Work request — Your answer should repeat every record verbatim.
○ ○ ○ ○
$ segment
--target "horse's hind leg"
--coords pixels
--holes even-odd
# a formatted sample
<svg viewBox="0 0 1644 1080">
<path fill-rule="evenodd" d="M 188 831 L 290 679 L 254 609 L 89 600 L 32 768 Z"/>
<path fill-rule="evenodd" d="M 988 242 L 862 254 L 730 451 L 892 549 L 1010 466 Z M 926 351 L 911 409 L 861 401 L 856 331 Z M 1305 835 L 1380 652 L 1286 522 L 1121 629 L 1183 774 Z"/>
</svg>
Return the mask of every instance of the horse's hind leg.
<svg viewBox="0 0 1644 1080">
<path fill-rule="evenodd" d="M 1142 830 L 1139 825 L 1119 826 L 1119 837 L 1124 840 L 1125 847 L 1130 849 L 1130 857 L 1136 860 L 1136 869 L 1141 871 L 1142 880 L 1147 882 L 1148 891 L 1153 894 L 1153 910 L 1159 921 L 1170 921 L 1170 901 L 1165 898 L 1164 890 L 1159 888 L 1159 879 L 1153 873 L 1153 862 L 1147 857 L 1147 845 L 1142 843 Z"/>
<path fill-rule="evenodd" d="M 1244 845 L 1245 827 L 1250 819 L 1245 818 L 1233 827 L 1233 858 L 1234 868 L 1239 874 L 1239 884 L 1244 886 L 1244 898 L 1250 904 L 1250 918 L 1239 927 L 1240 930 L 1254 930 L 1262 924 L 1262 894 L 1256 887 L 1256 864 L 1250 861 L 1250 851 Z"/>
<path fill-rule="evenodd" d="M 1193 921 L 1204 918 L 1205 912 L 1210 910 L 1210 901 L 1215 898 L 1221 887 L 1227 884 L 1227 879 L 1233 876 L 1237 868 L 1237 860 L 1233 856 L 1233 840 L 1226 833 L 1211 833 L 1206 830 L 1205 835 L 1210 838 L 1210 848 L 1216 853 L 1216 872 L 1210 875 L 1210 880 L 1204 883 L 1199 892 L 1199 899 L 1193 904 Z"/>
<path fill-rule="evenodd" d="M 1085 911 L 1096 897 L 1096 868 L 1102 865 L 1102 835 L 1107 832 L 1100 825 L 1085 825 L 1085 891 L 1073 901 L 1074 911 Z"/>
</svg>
○ ○ ○ ○
Answer to the problem —
$ segment
--target "horse's hind leg"
--coords pixels
--holes even-odd
# a formatted sample
<svg viewBox="0 0 1644 1080">
<path fill-rule="evenodd" d="M 188 831 L 290 679 L 254 609 L 89 600 L 32 768 Z"/>
<path fill-rule="evenodd" d="M 988 242 L 862 254 L 730 451 L 892 549 L 1010 466 Z M 926 351 L 911 409 L 861 401 L 856 331 Z M 1305 835 L 1380 652 L 1286 522 L 1121 629 L 1183 774 Z"/>
</svg>
Return the mask of every instance of the horse's hind leg.
<svg viewBox="0 0 1644 1080">
<path fill-rule="evenodd" d="M 1142 830 L 1139 825 L 1119 826 L 1119 837 L 1124 840 L 1125 847 L 1130 849 L 1130 857 L 1136 860 L 1136 869 L 1141 871 L 1142 880 L 1147 882 L 1148 891 L 1153 894 L 1153 910 L 1159 921 L 1170 921 L 1170 901 L 1165 898 L 1164 890 L 1159 888 L 1159 879 L 1153 873 L 1153 862 L 1147 857 L 1147 845 L 1142 843 Z"/>
<path fill-rule="evenodd" d="M 1244 845 L 1245 827 L 1250 819 L 1245 818 L 1233 827 L 1233 858 L 1234 868 L 1239 874 L 1239 884 L 1244 886 L 1244 898 L 1250 904 L 1250 918 L 1239 927 L 1240 930 L 1254 930 L 1262 924 L 1262 894 L 1256 887 L 1256 864 L 1250 861 L 1250 851 Z"/>
<path fill-rule="evenodd" d="M 1193 921 L 1204 918 L 1205 912 L 1210 910 L 1210 901 L 1215 898 L 1221 887 L 1227 884 L 1227 879 L 1233 876 L 1237 868 L 1237 860 L 1233 856 L 1233 840 L 1226 833 L 1211 833 L 1206 830 L 1205 835 L 1210 838 L 1210 848 L 1216 853 L 1216 872 L 1210 875 L 1210 880 L 1204 883 L 1199 892 L 1199 899 L 1193 904 Z"/>
<path fill-rule="evenodd" d="M 1085 911 L 1096 897 L 1096 868 L 1102 865 L 1102 835 L 1107 832 L 1100 825 L 1085 825 L 1085 891 L 1073 901 L 1074 911 Z"/>
</svg>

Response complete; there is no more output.